■ **Ihre Aufgabe**
Schreiben Sie aus dem Forenthread über mehrseitige PDF-Dateien mit Photoshop den Abschnitt von „Falls nicht welches“ bis „Kurz (15. Februar 2004)“ wortgetreu ab.

■ **Textauszug**
━━━━━━━━━━━━━━━━

# pdf dateien erstellen mit Photoshop mehrere seiten in einer pdf datei?



## walter-markus (15. Februar 2004)

Ich hab zwar schon eine seite als pdf datei abgespeichert bei Photoshop aber ich will mehrere seiten in einer pdf datei haben geht das bei Photoshop?,...oder nicht?

Falls nicht welches Prog könnt ihr mir empfehlen dort ich selber pdf dateien schreiben mit mehreren seiten und auch weit über 100 seiten...

Dort man auch mal nen Menü machen kann also iNhaltsverzeichnis und mit doppelklick auf das thema kommt man dann zu denn thema...

Ich weis es nicht obs ihr richtig ist aber falls nicht bitte ich um verzeihung und das es bitte ins richtige verschoben wird.


----------



## Philip Kurz (15. Februar 2004)

━━━━━━━━━━━━━━━━

■ **Gegebene Einträge**

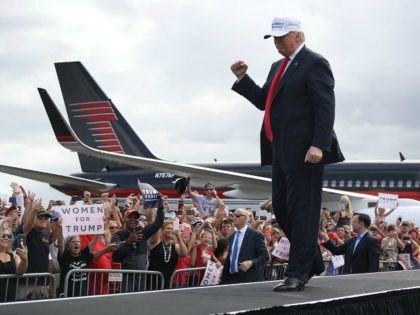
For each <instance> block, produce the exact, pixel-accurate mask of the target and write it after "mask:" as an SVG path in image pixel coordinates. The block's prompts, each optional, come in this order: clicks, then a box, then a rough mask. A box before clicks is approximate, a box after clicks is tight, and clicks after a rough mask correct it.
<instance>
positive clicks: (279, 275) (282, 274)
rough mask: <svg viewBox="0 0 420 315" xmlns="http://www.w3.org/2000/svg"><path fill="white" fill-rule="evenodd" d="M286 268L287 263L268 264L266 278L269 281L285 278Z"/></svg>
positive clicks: (266, 273) (266, 272)
mask: <svg viewBox="0 0 420 315" xmlns="http://www.w3.org/2000/svg"><path fill="white" fill-rule="evenodd" d="M286 268H287V263H285V264H272V265H267V266H265V267H264V279H265V280H267V281H269V280H281V279H284V278H285V275H284V274H285V272H286Z"/></svg>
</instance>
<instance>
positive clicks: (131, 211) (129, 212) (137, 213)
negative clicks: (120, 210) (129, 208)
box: [124, 209, 140, 219]
mask: <svg viewBox="0 0 420 315" xmlns="http://www.w3.org/2000/svg"><path fill="white" fill-rule="evenodd" d="M131 214H135V215H136V216H137V218H140V213H139V212H138V211H137V210H132V209H127V210H125V212H124V219H126V218H127V217H128V216H129V215H131Z"/></svg>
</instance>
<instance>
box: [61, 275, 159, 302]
mask: <svg viewBox="0 0 420 315" xmlns="http://www.w3.org/2000/svg"><path fill="white" fill-rule="evenodd" d="M63 288H64V289H63V292H62V293H61V294H60V297H72V296H87V295H101V294H114V293H128V292H140V291H152V290H162V289H163V288H164V279H163V274H162V273H160V272H158V271H148V270H127V269H72V270H70V271H69V272H67V274H66V277H65V279H64V286H63Z"/></svg>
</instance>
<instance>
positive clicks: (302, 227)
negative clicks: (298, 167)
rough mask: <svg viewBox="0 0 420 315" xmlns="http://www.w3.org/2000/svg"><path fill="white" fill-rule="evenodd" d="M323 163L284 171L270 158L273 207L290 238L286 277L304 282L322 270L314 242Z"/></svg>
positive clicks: (279, 220) (318, 257)
mask: <svg viewBox="0 0 420 315" xmlns="http://www.w3.org/2000/svg"><path fill="white" fill-rule="evenodd" d="M323 173H324V166H313V167H308V168H307V169H304V170H299V171H294V172H284V171H282V170H281V169H280V167H278V165H276V162H275V159H274V160H273V173H272V185H273V187H272V188H273V195H272V196H273V208H274V213H275V215H276V220H277V222H278V223H279V224H280V226H281V228H282V229H283V231H284V232H285V234H286V236H287V238H288V239H289V241H290V254H289V263H288V267H287V270H286V277H294V278H298V279H300V280H302V281H305V282H306V281H308V280H309V279H310V278H311V277H312V276H313V275H314V274H318V273H321V272H322V271H323V270H324V262H323V260H322V255H321V251H320V249H319V245H318V235H319V218H320V211H321V196H322V177H323Z"/></svg>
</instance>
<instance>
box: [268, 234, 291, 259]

━━━━━━━━━━━━━━━━

■ **Erledigte Aufgabe**
Falls nicht welches Prog könnt ihr mir empfehlen dort ich selber pdf dateien schreiben mit mehreren seiten und auch weit über 100 seiten...

Dort man auch mal nen Menü machen kann also iNhaltsverzeichnis und mit doppelklick auf das thema kommt man dann zu denn thema...

Ich weis es nicht obs ihr richtig ist aber falls nicht bitte ich um verzeihung und das es bitte ins richtige verschoben wird.


----------



## Philip Kurz (15. Februar 2004)